> [What this task involves]:
All records below are to be duplicated exactly, with every picture excluded.

[Extracted data entries]

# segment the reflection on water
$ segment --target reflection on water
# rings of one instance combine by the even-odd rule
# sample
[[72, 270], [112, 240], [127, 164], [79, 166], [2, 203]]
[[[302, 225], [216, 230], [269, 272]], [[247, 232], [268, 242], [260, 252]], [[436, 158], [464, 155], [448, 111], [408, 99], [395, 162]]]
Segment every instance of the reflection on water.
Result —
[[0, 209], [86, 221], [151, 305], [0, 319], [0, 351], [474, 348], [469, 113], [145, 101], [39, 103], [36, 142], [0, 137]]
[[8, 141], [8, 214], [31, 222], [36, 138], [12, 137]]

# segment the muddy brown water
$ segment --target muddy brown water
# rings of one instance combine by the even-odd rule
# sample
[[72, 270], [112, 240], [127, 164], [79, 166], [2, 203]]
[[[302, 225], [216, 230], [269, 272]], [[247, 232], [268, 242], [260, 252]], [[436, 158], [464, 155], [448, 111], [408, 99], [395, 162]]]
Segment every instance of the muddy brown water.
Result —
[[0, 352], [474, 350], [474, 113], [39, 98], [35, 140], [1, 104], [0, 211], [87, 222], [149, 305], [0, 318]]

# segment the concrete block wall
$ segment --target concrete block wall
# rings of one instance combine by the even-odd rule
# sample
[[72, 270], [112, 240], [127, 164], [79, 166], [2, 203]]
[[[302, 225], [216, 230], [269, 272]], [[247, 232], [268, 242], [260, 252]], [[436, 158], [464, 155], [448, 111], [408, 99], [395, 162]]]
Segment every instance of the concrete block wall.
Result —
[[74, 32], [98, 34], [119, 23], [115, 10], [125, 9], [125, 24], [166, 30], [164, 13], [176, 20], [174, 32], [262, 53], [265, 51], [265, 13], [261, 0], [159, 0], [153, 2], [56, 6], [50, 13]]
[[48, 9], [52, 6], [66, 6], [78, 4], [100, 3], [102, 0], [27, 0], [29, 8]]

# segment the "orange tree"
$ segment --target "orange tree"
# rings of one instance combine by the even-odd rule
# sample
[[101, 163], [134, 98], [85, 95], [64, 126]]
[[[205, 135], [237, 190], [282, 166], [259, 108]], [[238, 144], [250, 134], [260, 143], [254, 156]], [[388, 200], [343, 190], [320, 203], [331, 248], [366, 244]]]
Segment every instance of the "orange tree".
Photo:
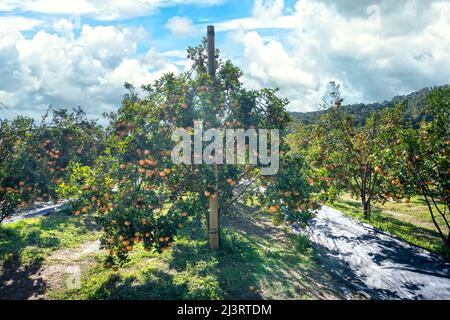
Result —
[[388, 154], [395, 165], [392, 183], [420, 194], [447, 253], [450, 248], [450, 88], [433, 89], [419, 125], [398, 127], [398, 143]]
[[0, 222], [18, 207], [31, 200], [33, 190], [43, 187], [39, 180], [29, 183], [33, 175], [40, 176], [36, 157], [29, 152], [29, 130], [33, 121], [18, 117], [2, 121], [0, 127]]
[[57, 201], [68, 165], [92, 164], [102, 148], [101, 127], [81, 110], [55, 110], [47, 118], [40, 124], [21, 116], [1, 122], [0, 222], [35, 201]]
[[[276, 90], [246, 90], [242, 72], [220, 59], [218, 51], [217, 73], [211, 77], [206, 39], [188, 49], [188, 58], [191, 70], [166, 74], [144, 86], [143, 98], [127, 84], [129, 93], [121, 108], [109, 115], [105, 152], [95, 166], [74, 165], [69, 183], [60, 186], [64, 197], [74, 199], [75, 214], [92, 213], [103, 227], [108, 267], [126, 261], [137, 243], [146, 250], [168, 249], [189, 217], [208, 217], [210, 198], [219, 199], [222, 215], [233, 210], [239, 199], [259, 196], [274, 220], [291, 222], [317, 205], [310, 201], [313, 190], [303, 177], [303, 163], [287, 155], [283, 139], [279, 150], [270, 149], [274, 141], [269, 139], [269, 150], [281, 157], [275, 176], [261, 176], [264, 166], [249, 163], [248, 157], [243, 163], [223, 165], [172, 160], [179, 142], [172, 139], [177, 128], [186, 129], [189, 145], [198, 143], [194, 121], [202, 121], [204, 130], [278, 129], [281, 137], [289, 122], [288, 101], [278, 98]], [[206, 151], [209, 142], [200, 145]], [[250, 148], [247, 137], [242, 153], [258, 156], [259, 152]], [[226, 154], [216, 150], [203, 158], [216, 156]]]
[[386, 156], [391, 146], [398, 144], [395, 129], [403, 106], [373, 112], [358, 125], [355, 117], [341, 108], [339, 86], [331, 86], [328, 101], [324, 99], [327, 112], [316, 125], [300, 126], [290, 136], [291, 144], [297, 144], [297, 152], [307, 157], [323, 200], [332, 201], [340, 191], [350, 191], [360, 198], [368, 219], [373, 201], [403, 196], [400, 181], [389, 173], [393, 160]]

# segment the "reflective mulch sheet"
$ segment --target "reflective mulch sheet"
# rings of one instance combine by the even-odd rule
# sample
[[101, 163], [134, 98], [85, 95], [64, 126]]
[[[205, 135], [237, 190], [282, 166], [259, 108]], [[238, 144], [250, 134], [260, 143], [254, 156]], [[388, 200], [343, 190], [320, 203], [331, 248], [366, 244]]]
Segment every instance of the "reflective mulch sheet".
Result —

> [Worked solution]:
# segment the reflection on water
$ segment --target reflection on water
# rings of one instance combine by the even-odd rule
# sample
[[72, 270], [112, 240], [127, 164], [79, 166], [2, 203]]
[[[302, 225], [216, 230], [269, 272]], [[247, 232], [268, 242], [260, 252]], [[436, 158], [464, 155], [448, 111], [408, 99], [395, 162]]]
Segment every instance of the reflection on water.
Result —
[[0, 209], [86, 221], [151, 305], [0, 319], [0, 351], [474, 348], [469, 113], [145, 101], [39, 103], [36, 142], [0, 137]]
[[8, 141], [8, 214], [31, 222], [36, 138], [12, 137]]

# segment the muddy brown water
$ segment --target muddy brown water
# rings of one instance combine by the even-odd rule
# sample
[[72, 270], [112, 240], [127, 164], [79, 166], [2, 203]]
[[[302, 225], [216, 230], [269, 272]], [[247, 232], [268, 242], [260, 252]], [[436, 158], [464, 155], [448, 111], [408, 99], [395, 162]]]
Segment every instance of the muddy brown water.
Result —
[[0, 352], [474, 350], [474, 113], [39, 98], [35, 140], [1, 104], [0, 211], [87, 222], [149, 305], [0, 318]]

# segment the concrete block wall
$ segment --target concrete block wall
# rings of one instance combine by the even-odd rule
# sample
[[72, 270], [112, 240], [127, 164], [79, 166], [2, 203]]
[[[302, 225], [216, 230], [269, 272]], [[247, 232], [268, 242], [260, 252]], [[436, 158], [464, 155], [448, 111], [408, 99], [395, 162]]]
Segment every instance of the concrete block wall.
Result —
[[74, 32], [98, 34], [119, 23], [115, 10], [125, 9], [125, 24], [166, 30], [164, 13], [176, 20], [174, 32], [262, 53], [265, 51], [265, 13], [261, 0], [159, 0], [153, 2], [56, 6], [50, 13]]
[[48, 9], [52, 6], [66, 6], [78, 4], [100, 3], [102, 0], [27, 0], [29, 8]]

# segment the "orange tree"
$ segment --target "orange tree"
# rings of one instance combine by the even-odd rule
# sample
[[101, 163], [134, 98], [85, 95], [64, 126]]
[[[205, 135], [237, 190], [282, 166], [259, 108]], [[238, 144], [250, 134], [260, 143], [254, 156]], [[388, 200], [343, 190], [320, 203], [331, 248], [366, 244]]]
Segment every instance of the "orange tree".
Photo:
Result —
[[388, 154], [395, 165], [392, 183], [420, 194], [447, 253], [450, 248], [450, 88], [433, 89], [419, 125], [398, 127], [398, 143]]
[[0, 222], [18, 207], [31, 200], [33, 190], [43, 187], [39, 180], [29, 183], [33, 175], [40, 176], [36, 157], [29, 152], [29, 130], [33, 121], [18, 117], [2, 121], [0, 127]]
[[57, 201], [68, 165], [92, 164], [102, 148], [101, 127], [81, 110], [55, 110], [47, 118], [40, 124], [21, 116], [1, 122], [0, 222], [35, 201]]
[[[276, 90], [246, 90], [242, 72], [220, 59], [218, 51], [217, 73], [211, 77], [206, 39], [188, 49], [188, 58], [191, 70], [166, 74], [144, 86], [143, 98], [127, 84], [129, 93], [121, 108], [109, 115], [105, 152], [95, 166], [74, 165], [69, 183], [60, 186], [64, 197], [74, 199], [75, 214], [92, 213], [103, 227], [108, 267], [126, 261], [137, 243], [146, 250], [168, 249], [189, 217], [208, 217], [210, 198], [219, 199], [222, 215], [233, 210], [239, 199], [259, 196], [274, 220], [291, 222], [317, 205], [310, 201], [313, 190], [303, 177], [303, 163], [287, 155], [283, 139], [279, 150], [270, 149], [274, 141], [269, 139], [269, 150], [281, 157], [275, 176], [261, 176], [264, 166], [249, 163], [248, 157], [243, 163], [223, 165], [172, 160], [179, 142], [172, 139], [177, 128], [186, 129], [189, 145], [198, 143], [194, 121], [202, 121], [204, 130], [278, 129], [281, 137], [289, 122], [288, 101], [278, 98]], [[206, 151], [209, 142], [200, 145]], [[250, 148], [247, 137], [242, 153], [258, 156], [259, 152]], [[226, 154], [216, 150], [203, 158], [216, 156]]]
[[386, 156], [391, 146], [398, 144], [395, 129], [403, 106], [373, 112], [358, 125], [355, 117], [341, 108], [339, 86], [331, 86], [328, 101], [324, 99], [327, 112], [316, 125], [300, 126], [290, 136], [291, 144], [297, 144], [297, 152], [307, 157], [323, 200], [332, 201], [340, 191], [350, 191], [360, 198], [368, 219], [373, 201], [403, 196], [400, 181], [389, 173], [393, 160]]

# segment the "reflective mulch sheet"
$ segment --target "reflective mulch sheet"
# rings of one instance combine by the even-odd rule
# sample
[[101, 163], [134, 98], [85, 95], [64, 126]]
[[[205, 135], [237, 190], [282, 166], [259, 108]], [[238, 144], [250, 134], [260, 143], [254, 156]], [[388, 200], [343, 190], [320, 203], [331, 248], [366, 244]]]
Segment every instance of the "reflective mulch sheet".
Result —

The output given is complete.